◆ **Work required**: Rewrite the records from the start through the line containing "point(247, 178)", replacing "practicing" with "rehearsing" and leaving everything else unchanged. Leave the pictures out of your answer.

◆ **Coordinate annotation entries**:
--*--

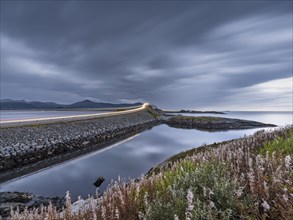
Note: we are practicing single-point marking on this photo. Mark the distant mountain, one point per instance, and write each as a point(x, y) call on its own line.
point(9, 104)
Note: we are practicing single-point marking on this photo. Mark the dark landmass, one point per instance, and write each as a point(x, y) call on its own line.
point(9, 104)
point(212, 123)
point(196, 112)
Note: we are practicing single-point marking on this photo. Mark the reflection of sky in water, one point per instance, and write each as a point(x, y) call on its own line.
point(29, 114)
point(128, 159)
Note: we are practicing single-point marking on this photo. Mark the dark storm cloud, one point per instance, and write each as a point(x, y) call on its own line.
point(172, 54)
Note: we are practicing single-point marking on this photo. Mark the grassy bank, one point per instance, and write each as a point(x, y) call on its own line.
point(247, 178)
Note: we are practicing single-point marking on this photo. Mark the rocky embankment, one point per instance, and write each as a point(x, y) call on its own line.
point(212, 123)
point(26, 200)
point(24, 149)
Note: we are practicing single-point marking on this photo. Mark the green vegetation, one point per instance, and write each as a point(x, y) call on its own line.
point(230, 180)
point(200, 119)
point(281, 145)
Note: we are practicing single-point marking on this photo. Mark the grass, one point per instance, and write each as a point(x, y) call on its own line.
point(229, 180)
point(281, 145)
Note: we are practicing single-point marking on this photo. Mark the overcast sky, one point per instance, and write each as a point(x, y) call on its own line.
point(186, 54)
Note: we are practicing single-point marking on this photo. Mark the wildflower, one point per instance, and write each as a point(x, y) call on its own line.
point(265, 205)
point(190, 205)
point(239, 191)
point(288, 161)
point(212, 204)
point(117, 213)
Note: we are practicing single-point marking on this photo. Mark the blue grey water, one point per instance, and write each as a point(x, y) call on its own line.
point(32, 114)
point(130, 158)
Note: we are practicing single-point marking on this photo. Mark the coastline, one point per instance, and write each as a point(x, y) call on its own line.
point(31, 145)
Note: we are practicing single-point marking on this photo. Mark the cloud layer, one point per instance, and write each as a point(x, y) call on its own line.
point(203, 55)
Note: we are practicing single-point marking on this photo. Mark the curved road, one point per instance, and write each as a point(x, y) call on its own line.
point(34, 121)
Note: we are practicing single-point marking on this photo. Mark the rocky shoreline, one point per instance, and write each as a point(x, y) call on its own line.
point(24, 149)
point(212, 123)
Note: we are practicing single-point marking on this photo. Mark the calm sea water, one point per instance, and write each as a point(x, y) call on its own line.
point(130, 158)
point(6, 115)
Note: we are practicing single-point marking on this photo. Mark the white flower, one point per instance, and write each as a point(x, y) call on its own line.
point(288, 161)
point(190, 200)
point(265, 205)
point(212, 204)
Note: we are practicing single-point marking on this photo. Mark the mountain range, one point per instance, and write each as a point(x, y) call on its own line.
point(10, 104)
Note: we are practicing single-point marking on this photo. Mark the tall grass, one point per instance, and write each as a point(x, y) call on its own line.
point(249, 178)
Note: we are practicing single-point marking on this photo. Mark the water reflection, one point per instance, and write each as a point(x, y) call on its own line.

--*--

◆ **Response below**:
Note: we are rehearsing single-point marking on this photo. Mark the distant mountain, one point per instance, and write each as a point(x, y) call on its own line.
point(9, 104)
Note: we are rehearsing single-point marking on this photo. Mark the dark landmass, one point per instance, and write each as a point(x, y) call on its own line.
point(9, 104)
point(212, 123)
point(196, 112)
Note: we are rehearsing single-point marking on this photo. Mark the reflection of sky in water, one point per instance, and write each as a point(x, y) call on its own line.
point(29, 114)
point(128, 159)
Note: we are rehearsing single-point marking on this photo. Mark the dark storm cloud, one point per instance, and write each as a point(x, y) call on its own line.
point(172, 54)
Note: we are rehearsing single-point marking on this photo. Mark the grassy bank, one point per instance, and write each as a point(x, y) call on its own line.
point(247, 178)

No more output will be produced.